Saved entries
--------------------

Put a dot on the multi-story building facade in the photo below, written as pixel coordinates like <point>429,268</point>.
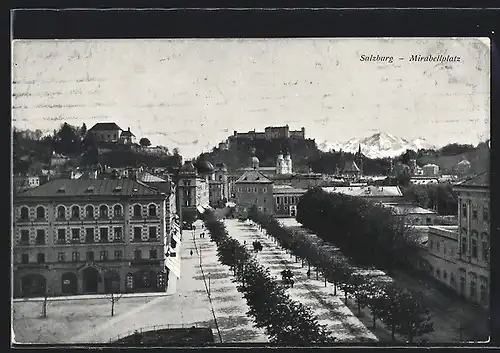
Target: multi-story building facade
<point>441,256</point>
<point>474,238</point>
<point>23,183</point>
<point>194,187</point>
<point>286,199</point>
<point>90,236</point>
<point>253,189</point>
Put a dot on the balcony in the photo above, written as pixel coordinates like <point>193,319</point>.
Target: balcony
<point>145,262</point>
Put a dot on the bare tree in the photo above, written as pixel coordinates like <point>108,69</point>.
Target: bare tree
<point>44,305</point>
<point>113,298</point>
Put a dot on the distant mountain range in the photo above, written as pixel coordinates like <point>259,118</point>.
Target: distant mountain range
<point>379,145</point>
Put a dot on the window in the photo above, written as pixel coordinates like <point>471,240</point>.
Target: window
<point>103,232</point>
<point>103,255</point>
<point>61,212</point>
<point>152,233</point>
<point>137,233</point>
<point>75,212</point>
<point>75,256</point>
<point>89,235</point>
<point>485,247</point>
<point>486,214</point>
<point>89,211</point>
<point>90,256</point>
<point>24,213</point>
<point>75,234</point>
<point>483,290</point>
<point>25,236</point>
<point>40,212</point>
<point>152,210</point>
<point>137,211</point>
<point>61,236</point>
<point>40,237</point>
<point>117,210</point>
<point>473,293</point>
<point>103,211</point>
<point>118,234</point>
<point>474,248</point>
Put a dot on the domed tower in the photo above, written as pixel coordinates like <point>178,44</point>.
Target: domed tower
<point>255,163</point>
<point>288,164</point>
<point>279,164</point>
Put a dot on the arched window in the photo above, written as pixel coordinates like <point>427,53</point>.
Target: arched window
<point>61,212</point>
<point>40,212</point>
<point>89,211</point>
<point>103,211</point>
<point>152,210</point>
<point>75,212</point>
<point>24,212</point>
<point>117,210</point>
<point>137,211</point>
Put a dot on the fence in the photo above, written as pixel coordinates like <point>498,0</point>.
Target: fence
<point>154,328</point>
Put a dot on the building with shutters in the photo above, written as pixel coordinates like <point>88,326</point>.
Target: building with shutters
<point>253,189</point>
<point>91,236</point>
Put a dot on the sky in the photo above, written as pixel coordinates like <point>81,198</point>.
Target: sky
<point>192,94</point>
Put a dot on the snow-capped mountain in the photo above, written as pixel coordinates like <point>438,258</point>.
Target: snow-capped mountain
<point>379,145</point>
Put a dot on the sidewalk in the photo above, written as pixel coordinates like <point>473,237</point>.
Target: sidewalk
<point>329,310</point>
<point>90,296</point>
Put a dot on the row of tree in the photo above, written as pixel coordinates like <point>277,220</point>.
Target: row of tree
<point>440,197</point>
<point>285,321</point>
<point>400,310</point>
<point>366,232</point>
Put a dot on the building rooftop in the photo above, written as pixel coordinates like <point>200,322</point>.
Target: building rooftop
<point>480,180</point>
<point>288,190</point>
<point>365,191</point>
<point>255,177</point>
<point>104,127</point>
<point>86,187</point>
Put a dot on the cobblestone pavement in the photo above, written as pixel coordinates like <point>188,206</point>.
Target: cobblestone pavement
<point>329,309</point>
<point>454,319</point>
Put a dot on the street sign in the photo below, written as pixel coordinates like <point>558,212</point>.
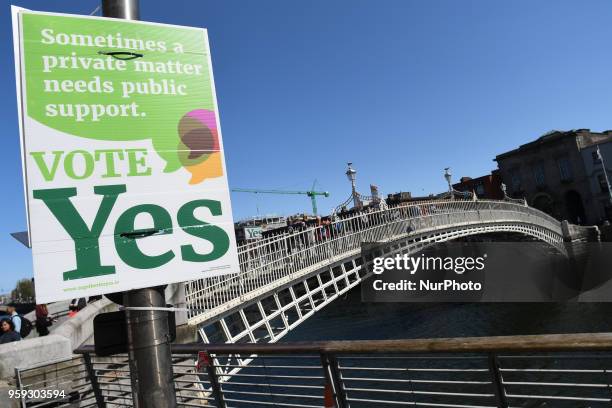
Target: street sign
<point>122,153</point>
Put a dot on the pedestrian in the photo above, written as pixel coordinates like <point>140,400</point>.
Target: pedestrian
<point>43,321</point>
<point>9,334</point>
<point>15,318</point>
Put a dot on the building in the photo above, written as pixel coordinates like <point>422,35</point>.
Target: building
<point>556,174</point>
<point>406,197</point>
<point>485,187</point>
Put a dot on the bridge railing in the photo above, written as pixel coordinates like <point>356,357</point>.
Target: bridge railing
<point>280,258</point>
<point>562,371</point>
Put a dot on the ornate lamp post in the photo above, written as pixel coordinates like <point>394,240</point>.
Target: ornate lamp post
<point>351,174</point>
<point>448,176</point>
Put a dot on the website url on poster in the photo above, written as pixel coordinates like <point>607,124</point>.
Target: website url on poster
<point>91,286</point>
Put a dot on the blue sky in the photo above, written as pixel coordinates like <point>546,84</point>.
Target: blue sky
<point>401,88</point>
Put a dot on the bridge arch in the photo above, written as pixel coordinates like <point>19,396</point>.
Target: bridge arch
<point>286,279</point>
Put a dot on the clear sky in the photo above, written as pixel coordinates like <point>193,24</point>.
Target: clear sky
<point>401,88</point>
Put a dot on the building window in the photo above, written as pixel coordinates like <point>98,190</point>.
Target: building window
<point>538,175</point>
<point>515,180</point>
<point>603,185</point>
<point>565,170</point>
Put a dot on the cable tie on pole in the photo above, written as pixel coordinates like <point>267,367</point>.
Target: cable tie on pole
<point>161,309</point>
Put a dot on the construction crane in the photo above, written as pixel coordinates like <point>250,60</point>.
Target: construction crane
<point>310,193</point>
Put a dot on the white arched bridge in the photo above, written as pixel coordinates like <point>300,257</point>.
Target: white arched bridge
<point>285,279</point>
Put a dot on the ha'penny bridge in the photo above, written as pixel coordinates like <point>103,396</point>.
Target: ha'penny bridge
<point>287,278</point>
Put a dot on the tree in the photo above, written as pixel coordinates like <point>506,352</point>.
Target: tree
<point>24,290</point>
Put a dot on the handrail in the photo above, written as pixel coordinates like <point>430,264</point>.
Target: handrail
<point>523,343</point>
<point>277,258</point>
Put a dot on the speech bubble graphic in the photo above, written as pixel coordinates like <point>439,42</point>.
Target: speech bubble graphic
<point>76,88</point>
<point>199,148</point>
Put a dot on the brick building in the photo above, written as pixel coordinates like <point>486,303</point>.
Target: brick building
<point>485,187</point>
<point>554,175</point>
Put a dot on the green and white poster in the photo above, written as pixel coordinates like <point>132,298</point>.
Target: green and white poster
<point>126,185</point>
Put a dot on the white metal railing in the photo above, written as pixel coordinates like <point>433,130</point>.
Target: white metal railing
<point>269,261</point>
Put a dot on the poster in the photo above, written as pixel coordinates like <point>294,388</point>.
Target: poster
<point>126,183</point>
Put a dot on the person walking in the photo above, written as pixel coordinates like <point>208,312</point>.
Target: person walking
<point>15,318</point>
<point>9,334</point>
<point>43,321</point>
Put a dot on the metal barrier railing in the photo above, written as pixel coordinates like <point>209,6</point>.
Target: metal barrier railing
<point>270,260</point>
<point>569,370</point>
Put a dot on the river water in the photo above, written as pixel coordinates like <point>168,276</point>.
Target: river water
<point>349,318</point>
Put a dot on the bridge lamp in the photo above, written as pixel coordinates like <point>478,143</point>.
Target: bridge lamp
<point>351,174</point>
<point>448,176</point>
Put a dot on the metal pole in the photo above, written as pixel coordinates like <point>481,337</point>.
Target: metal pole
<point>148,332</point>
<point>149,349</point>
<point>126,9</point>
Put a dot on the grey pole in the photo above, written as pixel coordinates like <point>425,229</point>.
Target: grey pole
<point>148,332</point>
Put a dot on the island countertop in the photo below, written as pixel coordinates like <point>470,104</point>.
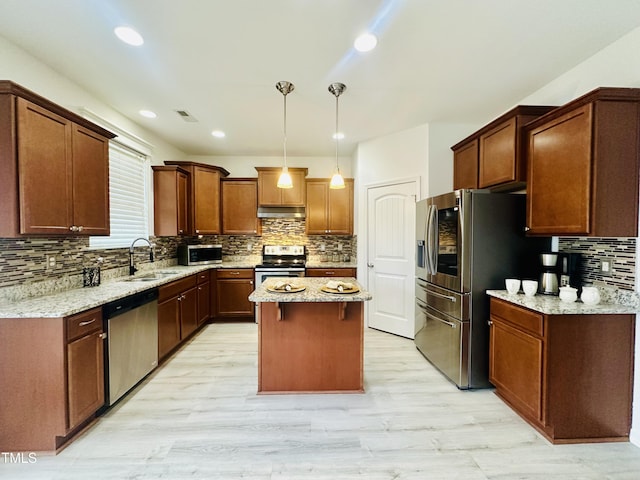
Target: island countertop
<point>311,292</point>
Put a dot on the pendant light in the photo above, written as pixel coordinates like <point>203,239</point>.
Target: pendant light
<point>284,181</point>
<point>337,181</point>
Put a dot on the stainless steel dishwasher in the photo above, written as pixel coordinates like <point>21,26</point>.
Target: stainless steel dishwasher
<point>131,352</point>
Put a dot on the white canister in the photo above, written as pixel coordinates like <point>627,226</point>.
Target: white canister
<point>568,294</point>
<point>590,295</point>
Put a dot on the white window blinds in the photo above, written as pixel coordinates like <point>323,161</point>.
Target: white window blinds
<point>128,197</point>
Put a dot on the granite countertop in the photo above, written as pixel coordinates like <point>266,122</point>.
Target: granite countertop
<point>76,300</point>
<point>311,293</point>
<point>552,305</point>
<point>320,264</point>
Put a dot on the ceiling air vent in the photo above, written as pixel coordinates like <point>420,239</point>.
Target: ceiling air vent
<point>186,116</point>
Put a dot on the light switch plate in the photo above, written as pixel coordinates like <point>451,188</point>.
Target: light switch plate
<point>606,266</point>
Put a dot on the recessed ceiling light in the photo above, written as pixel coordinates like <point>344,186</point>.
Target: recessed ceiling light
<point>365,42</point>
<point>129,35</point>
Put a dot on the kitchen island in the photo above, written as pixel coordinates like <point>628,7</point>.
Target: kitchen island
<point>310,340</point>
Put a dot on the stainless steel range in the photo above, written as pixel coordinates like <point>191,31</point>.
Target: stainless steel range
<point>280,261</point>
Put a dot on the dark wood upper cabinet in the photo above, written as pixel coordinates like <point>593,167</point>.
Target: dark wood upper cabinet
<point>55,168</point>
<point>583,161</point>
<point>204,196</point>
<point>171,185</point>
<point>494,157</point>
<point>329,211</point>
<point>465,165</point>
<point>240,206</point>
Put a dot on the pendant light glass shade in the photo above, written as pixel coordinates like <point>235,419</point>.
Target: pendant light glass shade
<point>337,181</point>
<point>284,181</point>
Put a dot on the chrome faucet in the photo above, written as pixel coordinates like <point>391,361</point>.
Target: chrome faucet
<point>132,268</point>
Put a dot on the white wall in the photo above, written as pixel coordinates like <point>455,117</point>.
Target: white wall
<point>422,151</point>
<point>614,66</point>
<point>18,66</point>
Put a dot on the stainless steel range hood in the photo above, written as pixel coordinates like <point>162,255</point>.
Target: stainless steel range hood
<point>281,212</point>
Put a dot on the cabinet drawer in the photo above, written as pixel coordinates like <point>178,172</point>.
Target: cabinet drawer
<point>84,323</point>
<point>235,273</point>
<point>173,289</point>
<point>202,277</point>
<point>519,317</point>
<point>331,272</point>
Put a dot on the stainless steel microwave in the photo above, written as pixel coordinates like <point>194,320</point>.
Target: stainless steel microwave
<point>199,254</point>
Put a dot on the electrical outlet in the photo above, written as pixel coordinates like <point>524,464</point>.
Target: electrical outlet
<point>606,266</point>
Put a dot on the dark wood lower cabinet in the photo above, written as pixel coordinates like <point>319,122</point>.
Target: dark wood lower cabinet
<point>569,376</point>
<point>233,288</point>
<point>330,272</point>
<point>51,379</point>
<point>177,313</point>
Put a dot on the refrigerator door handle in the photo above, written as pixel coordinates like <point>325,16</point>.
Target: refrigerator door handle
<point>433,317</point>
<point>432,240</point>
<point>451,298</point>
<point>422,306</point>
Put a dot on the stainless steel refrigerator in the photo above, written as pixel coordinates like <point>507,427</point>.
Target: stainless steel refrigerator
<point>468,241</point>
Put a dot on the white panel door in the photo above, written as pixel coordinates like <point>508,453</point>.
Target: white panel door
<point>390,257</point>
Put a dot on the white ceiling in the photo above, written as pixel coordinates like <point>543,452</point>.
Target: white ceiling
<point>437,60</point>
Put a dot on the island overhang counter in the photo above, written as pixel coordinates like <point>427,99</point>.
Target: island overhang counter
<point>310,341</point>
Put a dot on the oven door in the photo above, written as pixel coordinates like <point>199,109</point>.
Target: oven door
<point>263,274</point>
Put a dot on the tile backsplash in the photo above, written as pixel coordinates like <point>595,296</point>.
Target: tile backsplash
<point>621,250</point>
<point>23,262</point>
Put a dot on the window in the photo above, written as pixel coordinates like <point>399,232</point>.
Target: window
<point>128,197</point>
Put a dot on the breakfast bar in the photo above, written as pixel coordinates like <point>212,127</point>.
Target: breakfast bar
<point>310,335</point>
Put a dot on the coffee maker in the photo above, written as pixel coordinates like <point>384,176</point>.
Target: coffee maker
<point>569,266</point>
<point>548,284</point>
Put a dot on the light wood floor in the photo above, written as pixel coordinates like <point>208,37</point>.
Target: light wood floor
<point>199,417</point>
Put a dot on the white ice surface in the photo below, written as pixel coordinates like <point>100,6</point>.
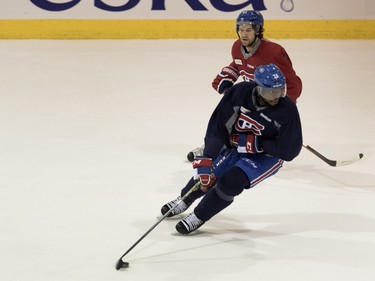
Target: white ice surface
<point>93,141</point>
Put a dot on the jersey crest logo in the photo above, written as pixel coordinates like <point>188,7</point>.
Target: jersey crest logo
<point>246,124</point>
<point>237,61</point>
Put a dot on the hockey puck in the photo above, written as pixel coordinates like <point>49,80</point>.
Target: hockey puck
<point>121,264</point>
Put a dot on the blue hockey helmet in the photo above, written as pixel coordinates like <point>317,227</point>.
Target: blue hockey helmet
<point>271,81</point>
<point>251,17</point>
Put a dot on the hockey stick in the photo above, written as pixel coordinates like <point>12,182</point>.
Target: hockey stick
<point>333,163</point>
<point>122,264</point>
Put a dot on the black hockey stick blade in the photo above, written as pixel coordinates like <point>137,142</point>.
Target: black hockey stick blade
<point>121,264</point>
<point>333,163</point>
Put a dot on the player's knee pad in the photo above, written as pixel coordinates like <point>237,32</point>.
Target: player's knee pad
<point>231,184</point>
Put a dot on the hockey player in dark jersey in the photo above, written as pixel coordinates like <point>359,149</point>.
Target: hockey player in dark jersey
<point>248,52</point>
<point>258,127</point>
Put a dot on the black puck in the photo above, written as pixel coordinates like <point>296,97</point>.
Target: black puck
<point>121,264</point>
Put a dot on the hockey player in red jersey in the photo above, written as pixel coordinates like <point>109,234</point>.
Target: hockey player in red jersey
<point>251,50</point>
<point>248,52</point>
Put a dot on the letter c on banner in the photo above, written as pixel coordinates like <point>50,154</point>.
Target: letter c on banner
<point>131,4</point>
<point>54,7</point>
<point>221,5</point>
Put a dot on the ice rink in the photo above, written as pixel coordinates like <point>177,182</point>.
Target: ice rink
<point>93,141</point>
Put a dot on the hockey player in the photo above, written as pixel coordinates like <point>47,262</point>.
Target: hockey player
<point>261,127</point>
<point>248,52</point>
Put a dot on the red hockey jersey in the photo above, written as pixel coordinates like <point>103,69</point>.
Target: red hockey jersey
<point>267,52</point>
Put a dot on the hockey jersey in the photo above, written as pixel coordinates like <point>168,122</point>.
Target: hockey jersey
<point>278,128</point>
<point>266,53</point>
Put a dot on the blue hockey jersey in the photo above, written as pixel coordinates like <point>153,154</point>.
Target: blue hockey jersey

--------------------

__Brief__:
From the records above, print only the lines between the one holding "Put a dot on the dark wood upper" and the one holding "Put a dot on the cabinet", inclusive, exactly as they stand.

__Answer section__:
Put a dot on the dark wood upper cabinet in the photo above, written as pixel coordinates like <point>593,167</point>.
Target: dark wood upper cabinet
<point>55,168</point>
<point>583,161</point>
<point>204,196</point>
<point>171,185</point>
<point>494,157</point>
<point>329,211</point>
<point>465,165</point>
<point>240,206</point>
Put a dot on the pendant light glass shade in the photo above, written as pixel coordinates like <point>235,419</point>.
Target: pendant light glass shade
<point>337,181</point>
<point>284,181</point>
Put a dot on the chrome faucet in the photo above, written as pixel coordinates like <point>391,361</point>.
Target: chrome faucet
<point>132,268</point>
Put a dot on the white wall in the photo above, written as pixel coordinates like <point>455,117</point>.
Target: white wall
<point>422,151</point>
<point>614,66</point>
<point>18,66</point>
Put a dot on the stainless steel range hood in the photo above, written as pixel coordinates like <point>162,255</point>.
Target: stainless steel range hood
<point>281,212</point>
Put a dot on the cabinet drawer in the photo above, written as pixel coordinates like <point>178,172</point>.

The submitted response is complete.